Region pointing data:
************

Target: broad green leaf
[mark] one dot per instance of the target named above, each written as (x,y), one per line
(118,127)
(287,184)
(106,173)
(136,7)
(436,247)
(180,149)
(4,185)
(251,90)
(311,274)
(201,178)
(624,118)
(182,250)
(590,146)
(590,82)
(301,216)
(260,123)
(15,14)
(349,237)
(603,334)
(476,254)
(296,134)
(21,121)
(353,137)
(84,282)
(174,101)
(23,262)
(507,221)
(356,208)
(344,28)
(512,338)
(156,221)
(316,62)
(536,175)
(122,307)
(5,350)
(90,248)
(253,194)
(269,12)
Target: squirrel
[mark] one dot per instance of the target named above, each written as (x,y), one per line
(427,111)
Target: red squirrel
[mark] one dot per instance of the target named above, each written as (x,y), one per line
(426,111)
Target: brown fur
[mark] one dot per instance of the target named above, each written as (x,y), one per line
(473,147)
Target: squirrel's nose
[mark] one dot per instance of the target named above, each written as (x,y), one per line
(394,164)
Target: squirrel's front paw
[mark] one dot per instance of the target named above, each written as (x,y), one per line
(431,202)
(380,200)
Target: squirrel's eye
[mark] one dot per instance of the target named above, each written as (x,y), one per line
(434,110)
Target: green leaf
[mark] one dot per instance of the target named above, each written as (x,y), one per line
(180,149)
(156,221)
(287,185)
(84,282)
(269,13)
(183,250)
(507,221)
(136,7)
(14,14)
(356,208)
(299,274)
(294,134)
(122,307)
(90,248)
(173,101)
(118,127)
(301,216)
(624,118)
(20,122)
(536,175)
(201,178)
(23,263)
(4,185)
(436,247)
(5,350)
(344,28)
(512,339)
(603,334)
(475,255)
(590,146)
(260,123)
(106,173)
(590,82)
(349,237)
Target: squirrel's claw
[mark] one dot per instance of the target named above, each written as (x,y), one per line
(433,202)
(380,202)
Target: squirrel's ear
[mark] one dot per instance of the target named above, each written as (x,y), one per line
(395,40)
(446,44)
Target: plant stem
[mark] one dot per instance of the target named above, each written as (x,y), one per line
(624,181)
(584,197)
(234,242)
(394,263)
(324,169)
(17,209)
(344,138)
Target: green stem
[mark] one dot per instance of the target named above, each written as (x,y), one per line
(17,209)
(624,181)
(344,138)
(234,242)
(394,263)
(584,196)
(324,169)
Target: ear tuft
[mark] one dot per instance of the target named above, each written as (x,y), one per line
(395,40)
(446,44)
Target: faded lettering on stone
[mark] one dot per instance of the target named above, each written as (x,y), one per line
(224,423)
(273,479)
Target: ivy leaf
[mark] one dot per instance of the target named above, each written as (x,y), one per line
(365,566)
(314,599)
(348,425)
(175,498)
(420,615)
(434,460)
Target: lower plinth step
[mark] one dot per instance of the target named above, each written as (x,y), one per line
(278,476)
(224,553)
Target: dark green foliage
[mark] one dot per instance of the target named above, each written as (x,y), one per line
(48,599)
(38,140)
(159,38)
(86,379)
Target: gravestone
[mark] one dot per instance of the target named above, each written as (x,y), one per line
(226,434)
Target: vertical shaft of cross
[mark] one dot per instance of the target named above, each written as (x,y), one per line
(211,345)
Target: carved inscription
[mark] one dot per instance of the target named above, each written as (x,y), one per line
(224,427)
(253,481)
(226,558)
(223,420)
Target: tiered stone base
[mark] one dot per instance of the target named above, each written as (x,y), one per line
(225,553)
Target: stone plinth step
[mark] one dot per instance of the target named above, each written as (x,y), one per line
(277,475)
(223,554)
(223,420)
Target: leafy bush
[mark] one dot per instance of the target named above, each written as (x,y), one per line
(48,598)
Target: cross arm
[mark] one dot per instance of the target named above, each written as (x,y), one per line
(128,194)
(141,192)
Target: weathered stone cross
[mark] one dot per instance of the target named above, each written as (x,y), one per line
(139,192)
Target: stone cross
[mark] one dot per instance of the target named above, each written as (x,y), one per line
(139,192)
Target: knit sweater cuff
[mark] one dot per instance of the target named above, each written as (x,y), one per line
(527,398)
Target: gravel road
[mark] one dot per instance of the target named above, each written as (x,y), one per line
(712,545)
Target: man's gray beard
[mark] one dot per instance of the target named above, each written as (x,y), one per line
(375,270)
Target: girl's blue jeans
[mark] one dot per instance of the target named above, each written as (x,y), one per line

************

YOUR INSTRUCTIONS: Could you reproduce every record exactly as written?

SOLUTION TO THIS EXERCISE:
Target: broad green leaf
[mark] one dot per instance of the target named above, each written as (x,y), one per line
(118,127)
(287,184)
(106,173)
(136,7)
(436,247)
(180,149)
(4,185)
(251,90)
(311,274)
(201,178)
(624,118)
(182,250)
(590,146)
(590,82)
(301,216)
(260,123)
(15,14)
(349,237)
(603,334)
(476,254)
(296,134)
(21,121)
(353,137)
(84,282)
(174,101)
(23,262)
(507,221)
(356,208)
(344,28)
(512,338)
(156,221)
(316,62)
(536,175)
(122,307)
(5,350)
(90,248)
(253,194)
(269,12)
Target: squirrel
[mark] one dot per instance of the target named above, each written as (x,y), one per line
(427,111)
Target: red squirrel
[mark] one dot per instance of the target named above, each written as (x,y), one per line
(426,111)
Target: brown fur
[mark] one dot per instance of the target named above, each written as (x,y), one per line
(473,147)
Target: squirrel's nose
[mark] one dot per instance of the target named above, each written as (x,y), one per line
(394,164)
Target: squirrel's front paw
[mark] one dot per instance of the target named above, each written as (x,y), one per line
(431,202)
(380,200)
Target: squirrel's eye
[mark] one dot per instance of the target named above, each written as (x,y), one per line
(434,110)
Target: green leaf
[mark] one dot per instance of the target named above, each written as (x,y), one per line
(180,149)
(156,221)
(287,185)
(84,282)
(269,13)
(183,250)
(507,221)
(136,7)
(14,14)
(356,208)
(299,274)
(294,134)
(122,307)
(90,248)
(173,101)
(118,127)
(301,216)
(624,118)
(20,122)
(536,175)
(201,178)
(23,263)
(4,185)
(436,247)
(5,350)
(344,28)
(512,339)
(603,334)
(475,255)
(590,146)
(260,123)
(106,173)
(590,82)
(349,237)
Target: squirrel's claw
[mark] one dot per instance of the target named above, each written as (x,y), one per line
(433,202)
(380,202)
Target: squirrel's ear
[mark] one dot per instance of the target named above, each written as (x,y), one per line
(395,40)
(446,44)
Target: plant stem
[mark] one dot per instance of the target named above, each written as (x,y), one per line
(624,181)
(584,197)
(234,242)
(394,263)
(324,169)
(17,209)
(344,138)
Target: green stem
[mark] one dot per instance of the target named above, each written as (x,y), one per line
(17,209)
(624,181)
(344,138)
(234,242)
(394,263)
(584,196)
(324,169)
Target: ear tuft
[mark] one dot per instance of the target named above, each written as (x,y), one per line
(395,40)
(446,44)
Target: faded lettering on stone
[mark] one dot per instance of the target named above, each written as (x,y), one per line
(224,423)
(273,479)
Target: ivy leaf
[mark] one dot per instance of the target named above, each written as (x,y), one per line
(365,566)
(314,599)
(348,425)
(175,498)
(420,615)
(434,460)
Target: lower plinth step
[mark] one dot per instance of the target named above, each written as (x,y), one per line
(278,476)
(224,553)
Target: dark green foliage
[mark] one dot per instance of the target named above, each written as (x,y), one per line
(48,599)
(38,140)
(159,38)
(86,379)
Target: gravestone
[mark] one dot per instance of the target named above, each written as (x,y), one per line
(226,434)
Target: vertical shaft of cross
[mark] one dot per instance of the target named above, each written as (x,y), one per line
(211,345)
Target: carved inscription
[mark] one dot per instance of the target named above, each written as (x,y), one per line
(224,427)
(253,481)
(226,558)
(223,420)
Target: tiered stone base
[mark] one dot per instance of the target named above, each written as (x,y), one per line
(225,553)
Target: stone plinth step
[mark] one dot per instance of the target named above, each written as (x,y), one per line
(277,475)
(223,554)
(223,420)
Target: leafy bush
[mark] one dot per instance of the target named above, each written as (x,y), one per line
(48,598)
Target: cross arm
[mark] one dot per instance of the target named above, each written as (x,y), one per line
(128,194)
(141,192)
Target: weathered stone cross
[mark] one dot per instance of the target named above, each written as (x,y), one per line
(139,192)
Target: stone cross
[mark] one dot per instance of the target named above, each written as (x,y), one per line
(139,192)
Target: knit sweater cuff
[mark] one dot per instance of the target named above, each written as (x,y), one per line
(527,398)
Target: gravel road
[mark] one dot per instance of the target named above, each written as (x,y), one per line
(712,545)
Target: man's gray beard
[mark] one dot per instance of the target named above, each written as (x,y), one per line
(375,270)
Target: girl's blue jeans
[mark] one dot per instance of the target named above, each written as (x,y), one per line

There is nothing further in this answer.